Transcription task. Write out each entry verbatim and exclude any image.

★ ★ ★ ★ ★

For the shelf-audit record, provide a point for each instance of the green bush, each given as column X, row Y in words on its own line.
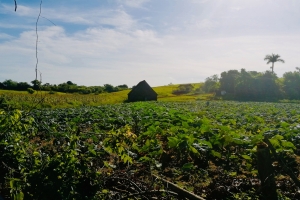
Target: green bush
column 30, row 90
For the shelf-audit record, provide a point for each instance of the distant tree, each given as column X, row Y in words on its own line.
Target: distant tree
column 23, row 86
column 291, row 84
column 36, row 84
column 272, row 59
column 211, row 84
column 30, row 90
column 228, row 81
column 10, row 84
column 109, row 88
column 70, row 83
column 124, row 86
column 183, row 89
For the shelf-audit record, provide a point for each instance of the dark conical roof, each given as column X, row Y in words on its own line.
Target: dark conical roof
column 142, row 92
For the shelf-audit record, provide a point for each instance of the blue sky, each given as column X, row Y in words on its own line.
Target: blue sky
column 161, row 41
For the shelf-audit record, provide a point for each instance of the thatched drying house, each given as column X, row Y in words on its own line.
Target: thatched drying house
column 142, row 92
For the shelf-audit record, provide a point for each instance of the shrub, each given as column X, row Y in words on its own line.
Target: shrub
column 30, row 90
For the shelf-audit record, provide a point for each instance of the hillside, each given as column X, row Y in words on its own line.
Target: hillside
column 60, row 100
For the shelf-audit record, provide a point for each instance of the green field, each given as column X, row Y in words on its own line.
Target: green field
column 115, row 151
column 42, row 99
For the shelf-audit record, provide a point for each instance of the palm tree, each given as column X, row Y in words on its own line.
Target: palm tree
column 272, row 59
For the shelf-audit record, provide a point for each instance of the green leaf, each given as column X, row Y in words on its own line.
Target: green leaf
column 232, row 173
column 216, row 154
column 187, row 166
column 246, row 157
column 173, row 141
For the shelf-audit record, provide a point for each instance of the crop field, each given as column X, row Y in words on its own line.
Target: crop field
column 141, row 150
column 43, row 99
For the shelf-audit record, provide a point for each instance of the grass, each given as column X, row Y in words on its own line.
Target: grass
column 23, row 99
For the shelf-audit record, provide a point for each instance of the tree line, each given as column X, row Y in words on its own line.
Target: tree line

★ ★ ★ ★ ★

RESPONSE BOX:
For the shelf-audit record, provide a point for each instance of the green bush, each given as column X, row Y in words on its own line.
Target: green bush
column 30, row 90
For the shelf-audit record, provide a point for each instance of the distant tree, each given as column X, row Y in words on its own line.
Target: distant tree
column 23, row 86
column 291, row 84
column 36, row 84
column 272, row 59
column 211, row 84
column 30, row 90
column 228, row 81
column 10, row 84
column 109, row 88
column 70, row 83
column 124, row 86
column 183, row 89
For the shelf-audit record, provide a point for each instance of the dark conical roof, each given as column X, row Y in words on its own line.
Target: dark conical roof
column 142, row 92
For the shelf-audit record, provide a point for each instance of the blue sky, each given as column X, row Y in words on its own line.
Target: blue sky
column 161, row 41
For the shelf-audit record, provide a point for each instance of the thatched drying house, each given as column X, row Y in words on its own line.
Target: thatched drying house
column 142, row 92
For the shelf-audit record, provide a point for each instance of the shrub, each given as column X, row Y in words on its own line.
Target: shrub
column 30, row 90
For the shelf-audit record, provide a point for each instance of the hillside, each given as column X, row Y in words on its own line.
Target: hillside
column 60, row 100
For the shelf-audit record, provide a point for each instance of the green field, each given as column X, row Y in words on its own line.
Target: green field
column 115, row 151
column 42, row 99
For the shelf-audit record, provide a point for each instance of the palm tree, each given as column X, row Y in words on its own line.
Target: palm tree
column 272, row 59
For the shelf-audit record, provide a point for each instance of the green leaf, each given as column X, row Y in words on its own line.
Target: green leaf
column 232, row 173
column 216, row 154
column 187, row 166
column 246, row 157
column 173, row 141
For the shelf-audit record, provide a point for each instance of the crop field, each given as column X, row Y in words on its own line.
Target: crop field
column 141, row 150
column 43, row 99
For the shelf-audit record, provide a point for each instance of the grass, each given as column X, row Y in words on its own line.
Target: grass
column 23, row 99
For the shelf-audit record, provide a point for each instance of the tree line, each given as column X, row Y in words on its own line.
Target: tree line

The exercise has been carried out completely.